▶ **Exercise task**: Copy out the part of the items that opens with the line containing "Target: brick paving" and closes with the line containing "This endpoint reads", keeping every character as it stands.
** Start of Data entries **
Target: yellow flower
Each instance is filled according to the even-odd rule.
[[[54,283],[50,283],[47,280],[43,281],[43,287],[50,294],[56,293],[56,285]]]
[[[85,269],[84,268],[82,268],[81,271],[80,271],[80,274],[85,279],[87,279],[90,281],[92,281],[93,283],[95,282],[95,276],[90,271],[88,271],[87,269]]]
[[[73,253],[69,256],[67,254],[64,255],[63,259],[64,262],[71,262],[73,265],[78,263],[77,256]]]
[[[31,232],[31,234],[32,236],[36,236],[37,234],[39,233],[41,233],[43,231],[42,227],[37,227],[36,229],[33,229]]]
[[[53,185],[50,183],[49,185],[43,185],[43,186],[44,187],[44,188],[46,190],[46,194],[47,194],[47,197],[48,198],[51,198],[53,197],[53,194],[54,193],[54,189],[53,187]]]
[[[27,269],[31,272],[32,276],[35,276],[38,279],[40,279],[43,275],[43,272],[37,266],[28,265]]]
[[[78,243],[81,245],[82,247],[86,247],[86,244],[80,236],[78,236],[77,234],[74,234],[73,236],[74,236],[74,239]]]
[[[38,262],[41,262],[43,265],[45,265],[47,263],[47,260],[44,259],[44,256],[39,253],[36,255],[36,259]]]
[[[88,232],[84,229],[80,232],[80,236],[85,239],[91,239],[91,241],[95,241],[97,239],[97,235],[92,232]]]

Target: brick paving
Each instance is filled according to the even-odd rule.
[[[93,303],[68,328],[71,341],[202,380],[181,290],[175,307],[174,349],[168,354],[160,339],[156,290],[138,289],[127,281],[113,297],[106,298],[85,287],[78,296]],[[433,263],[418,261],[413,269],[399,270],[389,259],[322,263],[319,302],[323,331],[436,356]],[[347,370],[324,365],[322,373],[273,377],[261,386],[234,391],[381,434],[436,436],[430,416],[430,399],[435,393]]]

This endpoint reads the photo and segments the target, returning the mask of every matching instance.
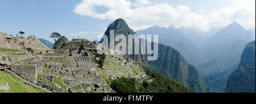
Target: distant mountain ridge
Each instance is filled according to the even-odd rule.
[[[109,38],[109,31],[113,29],[115,31],[115,36],[117,34],[122,34],[127,37],[128,34],[136,33],[122,19],[115,20],[108,27],[105,34]],[[189,86],[193,92],[209,91],[196,68],[192,65],[188,64],[178,51],[161,44],[159,44],[158,45],[159,57],[156,60],[148,61],[146,55],[132,54],[128,55],[127,57],[137,60],[143,66],[149,66],[155,72],[160,72],[172,80],[176,80],[185,86]]]
[[[52,49],[52,47],[53,47],[54,44],[49,42],[48,40],[46,40],[43,38],[38,38],[38,40],[39,40],[40,41],[41,41],[41,42],[42,42],[44,45],[45,45],[46,46],[48,47],[50,49]]]
[[[177,49],[186,60],[193,64],[200,59],[200,46],[204,37],[190,28],[159,27],[155,25],[144,30],[136,31],[138,34],[159,34],[159,42]]]
[[[211,29],[207,36],[193,29],[156,25],[137,33],[159,34],[159,42],[179,50],[196,67],[213,92],[224,92],[228,76],[237,68],[245,45],[255,40],[255,28],[245,29],[236,21]]]
[[[255,92],[255,41],[246,45],[237,69],[229,76],[226,92]]]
** End of Data entries **
▶ **Response**:
Target: brick paving
Each instance is filled according to the even-odd rule.
[[[93,303],[68,328],[71,341],[202,380],[181,290],[175,307],[174,349],[168,354],[160,339],[156,290],[138,289],[127,281],[113,297],[106,298],[85,287],[78,296]],[[433,263],[418,261],[413,269],[399,270],[389,259],[322,263],[319,302],[323,331],[436,356]],[[347,370],[324,365],[322,373],[273,377],[261,386],[234,391],[381,434],[436,436],[430,416],[430,399],[435,393]]]

This endpoint reads the photo and segments the target, returning the mask of every matching instance.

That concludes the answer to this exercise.